WHAT THE EXERCISE ASKS: Copy each of the following items word for word.

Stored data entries

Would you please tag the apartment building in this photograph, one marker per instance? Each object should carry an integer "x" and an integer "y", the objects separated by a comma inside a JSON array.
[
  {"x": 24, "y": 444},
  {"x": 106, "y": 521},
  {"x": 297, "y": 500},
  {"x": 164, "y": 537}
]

ANSWER TO THE EXERCISE:
Would you please tag the apartment building in this photograph, one marker per instance? Each object should carry an integer "x" and an integer "y", the objects separated by a comma inside a JSON array.
[
  {"x": 24, "y": 444},
  {"x": 106, "y": 521},
  {"x": 297, "y": 500},
  {"x": 164, "y": 537}
]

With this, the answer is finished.